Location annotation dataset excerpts
________________________________________

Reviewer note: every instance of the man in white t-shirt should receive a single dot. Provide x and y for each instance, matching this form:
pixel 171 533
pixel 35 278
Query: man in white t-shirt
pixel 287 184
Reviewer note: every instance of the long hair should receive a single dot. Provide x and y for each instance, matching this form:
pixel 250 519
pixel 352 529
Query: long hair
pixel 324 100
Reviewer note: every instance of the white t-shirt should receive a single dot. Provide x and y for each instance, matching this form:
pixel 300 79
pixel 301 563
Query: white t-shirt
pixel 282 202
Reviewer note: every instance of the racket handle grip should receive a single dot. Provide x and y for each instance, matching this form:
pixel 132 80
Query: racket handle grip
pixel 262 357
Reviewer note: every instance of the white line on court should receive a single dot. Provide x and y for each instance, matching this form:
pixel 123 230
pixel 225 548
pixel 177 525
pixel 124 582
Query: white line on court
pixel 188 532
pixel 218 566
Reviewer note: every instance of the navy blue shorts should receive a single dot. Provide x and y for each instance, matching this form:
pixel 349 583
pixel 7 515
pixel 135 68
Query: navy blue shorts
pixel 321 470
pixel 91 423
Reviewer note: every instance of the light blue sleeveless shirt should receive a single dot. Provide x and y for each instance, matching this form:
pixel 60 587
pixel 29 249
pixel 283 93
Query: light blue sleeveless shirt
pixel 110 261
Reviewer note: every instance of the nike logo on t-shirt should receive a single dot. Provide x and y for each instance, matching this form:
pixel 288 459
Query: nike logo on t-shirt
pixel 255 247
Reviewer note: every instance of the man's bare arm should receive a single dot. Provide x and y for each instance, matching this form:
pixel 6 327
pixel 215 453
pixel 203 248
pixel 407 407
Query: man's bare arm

________________________________________

* Your objective *
Rewrite the material from the line containing "Reviewer note: every instance of the racket" to the line containing "pixel 91 423", both included, as a JSON list of strings with one string per line and no entries for blank lines.

* Solution for this exercise *
[
  "Reviewer note: every instance of the racket handle grip should receive a single dot. Provide x and y for each instance, matching this form:",
  "pixel 132 80",
  "Query: racket handle grip",
  "pixel 262 357",
  "Reviewer note: every instance of the white line on court should receive a single dot. Provide x and y for each instance, matching this form:",
  "pixel 123 230",
  "pixel 225 548",
  "pixel 177 525",
  "pixel 124 582",
  "Query: white line on court",
  "pixel 188 532",
  "pixel 218 566",
  "Reviewer note: every instance of the navy blue shorts should receive a single dot. Provide x and y for each instance, matching this form:",
  "pixel 349 583",
  "pixel 7 515",
  "pixel 135 68",
  "Query: navy blue shorts",
  "pixel 321 470",
  "pixel 91 423"
]